The request
Give every line of the material again, exactly as written.

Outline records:
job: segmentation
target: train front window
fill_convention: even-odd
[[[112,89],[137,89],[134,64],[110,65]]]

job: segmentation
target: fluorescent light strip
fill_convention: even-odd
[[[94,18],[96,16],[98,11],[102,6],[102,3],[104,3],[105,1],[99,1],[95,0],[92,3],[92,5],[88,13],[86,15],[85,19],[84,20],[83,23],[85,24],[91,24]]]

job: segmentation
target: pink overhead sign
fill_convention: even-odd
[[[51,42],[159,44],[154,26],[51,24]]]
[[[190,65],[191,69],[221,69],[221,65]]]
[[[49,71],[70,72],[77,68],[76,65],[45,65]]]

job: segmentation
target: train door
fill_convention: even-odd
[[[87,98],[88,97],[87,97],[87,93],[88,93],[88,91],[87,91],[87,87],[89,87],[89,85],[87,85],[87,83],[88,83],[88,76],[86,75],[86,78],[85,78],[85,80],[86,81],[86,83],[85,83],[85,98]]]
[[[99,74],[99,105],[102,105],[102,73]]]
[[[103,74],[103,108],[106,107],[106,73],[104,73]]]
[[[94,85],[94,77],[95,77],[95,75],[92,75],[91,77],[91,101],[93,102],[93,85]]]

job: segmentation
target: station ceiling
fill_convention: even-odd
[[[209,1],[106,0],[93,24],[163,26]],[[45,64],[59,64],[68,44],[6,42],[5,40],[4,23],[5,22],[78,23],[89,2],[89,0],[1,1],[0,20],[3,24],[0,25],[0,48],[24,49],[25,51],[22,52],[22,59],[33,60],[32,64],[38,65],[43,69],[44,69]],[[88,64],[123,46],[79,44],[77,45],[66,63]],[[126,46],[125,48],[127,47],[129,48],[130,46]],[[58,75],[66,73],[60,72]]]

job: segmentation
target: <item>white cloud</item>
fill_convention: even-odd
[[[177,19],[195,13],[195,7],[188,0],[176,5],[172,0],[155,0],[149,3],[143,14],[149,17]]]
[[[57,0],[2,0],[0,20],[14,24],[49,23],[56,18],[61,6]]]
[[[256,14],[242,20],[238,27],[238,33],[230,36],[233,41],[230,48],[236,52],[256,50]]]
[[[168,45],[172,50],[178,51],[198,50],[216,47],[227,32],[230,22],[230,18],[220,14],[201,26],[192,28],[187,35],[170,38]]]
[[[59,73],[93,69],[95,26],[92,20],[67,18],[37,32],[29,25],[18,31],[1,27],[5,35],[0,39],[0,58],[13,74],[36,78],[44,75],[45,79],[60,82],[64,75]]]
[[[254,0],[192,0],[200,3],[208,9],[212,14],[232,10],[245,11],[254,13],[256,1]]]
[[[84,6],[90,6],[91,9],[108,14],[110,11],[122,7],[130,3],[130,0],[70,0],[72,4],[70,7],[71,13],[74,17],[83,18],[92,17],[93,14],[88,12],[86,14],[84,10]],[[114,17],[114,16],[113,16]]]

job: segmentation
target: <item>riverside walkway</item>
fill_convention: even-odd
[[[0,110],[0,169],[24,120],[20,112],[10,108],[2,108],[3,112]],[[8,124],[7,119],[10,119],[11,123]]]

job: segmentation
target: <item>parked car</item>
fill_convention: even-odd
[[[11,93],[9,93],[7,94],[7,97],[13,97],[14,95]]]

Task answer
job: segmentation
target: train front window
fill_convention: even-odd
[[[112,89],[137,89],[134,64],[110,65]]]

job: segmentation
target: fluorescent light strip
fill_convention: even-odd
[[[94,18],[96,16],[98,11],[102,6],[102,3],[104,3],[105,1],[99,1],[95,0],[92,3],[92,5],[88,13],[86,15],[85,19],[84,20],[83,23],[85,24],[91,24]]]

job: segmentation
target: pink overhead sign
fill_convention: even-odd
[[[51,42],[159,44],[154,26],[51,24]]]
[[[190,65],[191,69],[221,69],[221,65]]]
[[[49,71],[70,72],[77,68],[76,65],[45,65]]]

job: segmentation
target: train door
fill_convention: even-odd
[[[87,98],[88,97],[87,97],[87,93],[88,93],[88,91],[87,91],[87,87],[89,87],[89,85],[87,85],[87,83],[88,83],[88,76],[86,75],[86,78],[85,78],[85,80],[86,81],[86,83],[85,83],[85,98]]]
[[[99,74],[99,105],[102,105],[102,73]]]
[[[103,74],[103,108],[106,107],[106,73],[104,73]]]
[[[94,85],[94,77],[95,77],[95,75],[92,75],[91,77],[91,101],[93,102],[93,85]]]

job: segmentation
target: station ceiling
fill_convention: even-odd
[[[209,1],[106,0],[93,24],[163,26]],[[45,64],[59,64],[68,44],[6,42],[5,40],[4,23],[5,22],[78,23],[89,2],[89,0],[1,1],[0,20],[3,24],[0,25],[0,48],[24,49],[25,51],[22,52],[22,59],[33,60],[32,64],[38,65],[43,69],[44,69]],[[88,64],[123,46],[79,44],[77,45],[66,63]],[[126,46],[125,48],[127,47],[129,48],[130,46]],[[58,75],[66,73],[60,72]]]

job: segmentation
target: <item>white cloud</item>
fill_convention: even-odd
[[[177,19],[195,13],[195,7],[188,0],[176,5],[172,0],[155,0],[149,3],[143,14],[149,17]]]
[[[57,0],[2,0],[0,20],[14,24],[49,23],[56,18],[61,6]]]
[[[256,14],[242,20],[238,27],[238,33],[230,36],[233,41],[230,48],[236,52],[256,50]]]
[[[168,45],[172,50],[178,51],[198,50],[216,47],[227,32],[230,22],[230,18],[220,14],[201,26],[192,28],[187,35],[170,38]]]
[[[59,73],[93,69],[95,26],[92,20],[67,18],[37,32],[29,25],[18,31],[1,27],[5,35],[0,39],[0,58],[13,74],[36,78],[44,75],[45,79],[60,82],[64,75]]]
[[[254,0],[192,0],[200,3],[208,9],[212,14],[232,10],[245,11],[254,13],[256,1]]]
[[[84,6],[90,6],[91,9],[108,14],[110,11],[122,7],[130,3],[130,0],[70,0],[72,4],[70,7],[71,13],[74,17],[83,18],[92,17],[93,14],[88,12],[86,14],[84,10]],[[114,17],[114,16],[113,16]]]

job: segmentation
target: <item>riverside walkway</item>
fill_convention: even-odd
[[[0,110],[0,169],[24,120],[20,112],[10,108],[2,108],[3,112]],[[8,124],[7,119],[10,119],[11,123]]]

job: segmentation
target: <item>parked car</item>
fill_convention: even-odd
[[[11,93],[9,93],[7,94],[7,97],[13,97],[14,95]]]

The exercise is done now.